EXERCISE OBJECTIVE »
Print the stretch of the forum thread on buried caches from "## waynemart" through "wife and son.", word for word.
══ QUOTED TEXT
The container most commonly used to protect the items is a painted steel 55gal open head drum sealed with silicone.


----------



## waynemart

Big B said:


> A friend of mine, has 100 acres and equipment, back hoe, etc.
> He buried a whole 50' container, under about three feet of soil, with a cement access hole, as in a manhole access. He hid the entrance under carefully planted bushes and some black berry bushes.
> nobody knows except his wife and son.
> 
> You could also park a cattle feed distributor on top of it......
> Hmmmm.........


Speaking of burying shipping containers.... Check out what I did on You Tube.


----------



## NaeKid

Nice video there Wayne ... is that really your backyard? If so, way too sweet!


----------



## Expeditioner

I have used a couple of small gangboxes that I picked up at an auction for setting up some smaller caches. Items within the boxes are in waterproof containers/packaging. Make sure you place your cache near landmarks that are likely to survive a SHTF situation. Yes you can alos take GPS coordinates but GPS might not be working.

NavyKen is correct about being careful about burying the big containers if you bury too deep they will need some extra support to keep the top from caving in under the weight of the fill dirt.


----------



## labouton

greaseman said:


> I used a 5 gallon bucket with an "o" ring seal for a buried container. PVC pipe in large sizes is very expensive. The plastic buckets are cheap, and offer a lot of storage space.
> If i put something in there for long term storage, I vaccumm seal the item, so moisture or dirt is never a problem. I did make sure my family knows where I put the bucket in the ground.
> By the way, I have a good gun safe, but my primary reason for the hidy hole is a safe stash place if I get a home invasion. I'm sure I would open the safe with a gun to my head, unless I had the chance to get the drop on them first. it's kind of an issue of not storing all your eggs in one basket.


What about burying paper and the effects of condensation???
════
══ SUPPLIED DATA
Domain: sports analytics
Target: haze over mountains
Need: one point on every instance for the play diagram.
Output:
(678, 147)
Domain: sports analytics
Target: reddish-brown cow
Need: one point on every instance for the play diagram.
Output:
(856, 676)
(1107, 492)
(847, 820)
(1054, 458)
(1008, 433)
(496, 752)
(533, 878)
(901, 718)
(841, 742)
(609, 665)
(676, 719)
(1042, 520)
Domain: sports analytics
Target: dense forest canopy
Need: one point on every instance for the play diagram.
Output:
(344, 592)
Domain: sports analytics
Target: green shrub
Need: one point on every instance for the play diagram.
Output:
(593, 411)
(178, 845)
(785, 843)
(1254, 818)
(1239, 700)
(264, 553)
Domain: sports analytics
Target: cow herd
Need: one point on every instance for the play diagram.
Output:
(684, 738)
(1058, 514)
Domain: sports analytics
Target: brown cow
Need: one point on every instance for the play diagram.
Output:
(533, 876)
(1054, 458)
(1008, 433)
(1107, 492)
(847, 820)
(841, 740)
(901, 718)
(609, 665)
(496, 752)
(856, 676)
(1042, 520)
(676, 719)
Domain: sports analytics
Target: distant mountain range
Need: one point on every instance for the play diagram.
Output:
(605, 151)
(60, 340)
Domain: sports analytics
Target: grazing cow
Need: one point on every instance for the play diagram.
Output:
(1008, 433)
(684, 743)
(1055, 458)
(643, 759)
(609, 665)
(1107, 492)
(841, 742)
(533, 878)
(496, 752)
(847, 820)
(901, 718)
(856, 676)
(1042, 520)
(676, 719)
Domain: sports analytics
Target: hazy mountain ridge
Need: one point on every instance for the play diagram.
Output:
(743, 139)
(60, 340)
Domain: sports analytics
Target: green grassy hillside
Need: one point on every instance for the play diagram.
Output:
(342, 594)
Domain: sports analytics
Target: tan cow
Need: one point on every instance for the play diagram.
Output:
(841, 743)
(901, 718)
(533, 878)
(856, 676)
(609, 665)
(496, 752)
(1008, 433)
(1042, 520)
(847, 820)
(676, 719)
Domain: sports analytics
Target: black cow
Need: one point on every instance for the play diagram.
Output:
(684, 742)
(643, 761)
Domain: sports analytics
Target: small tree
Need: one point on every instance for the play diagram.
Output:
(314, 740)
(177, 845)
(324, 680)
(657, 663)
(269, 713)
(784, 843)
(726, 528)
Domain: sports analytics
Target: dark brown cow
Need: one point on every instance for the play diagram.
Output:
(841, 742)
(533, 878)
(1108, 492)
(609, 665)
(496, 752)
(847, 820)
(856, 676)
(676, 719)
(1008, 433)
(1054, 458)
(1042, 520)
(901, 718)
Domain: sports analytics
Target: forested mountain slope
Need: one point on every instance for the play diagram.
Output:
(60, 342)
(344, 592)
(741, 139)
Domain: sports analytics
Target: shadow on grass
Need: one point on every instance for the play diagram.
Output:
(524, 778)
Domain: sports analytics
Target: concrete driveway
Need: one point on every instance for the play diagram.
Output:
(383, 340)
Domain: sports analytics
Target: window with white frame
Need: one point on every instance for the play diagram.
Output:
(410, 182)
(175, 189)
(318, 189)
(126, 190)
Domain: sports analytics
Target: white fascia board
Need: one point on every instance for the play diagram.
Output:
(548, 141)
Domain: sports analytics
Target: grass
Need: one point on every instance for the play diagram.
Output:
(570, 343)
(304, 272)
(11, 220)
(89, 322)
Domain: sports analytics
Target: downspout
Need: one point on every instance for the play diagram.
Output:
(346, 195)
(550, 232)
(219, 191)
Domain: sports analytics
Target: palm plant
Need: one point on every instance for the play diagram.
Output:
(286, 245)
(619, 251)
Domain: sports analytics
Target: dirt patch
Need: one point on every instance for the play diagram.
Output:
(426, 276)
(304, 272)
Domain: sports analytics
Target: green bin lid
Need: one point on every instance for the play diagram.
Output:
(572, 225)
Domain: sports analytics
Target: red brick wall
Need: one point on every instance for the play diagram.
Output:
════
TASK RESULT »
## waynemart

Big B said:


> A friend of mine, has 100 acres and equipment, back hoe, etc.
> He buried a whole 50' container, under about three feet of soil, with a cement access hole, as in a manhole access. He hid the entrance under carefully planted bushes and some black berry bushes.
> nobody knows except his wife and son.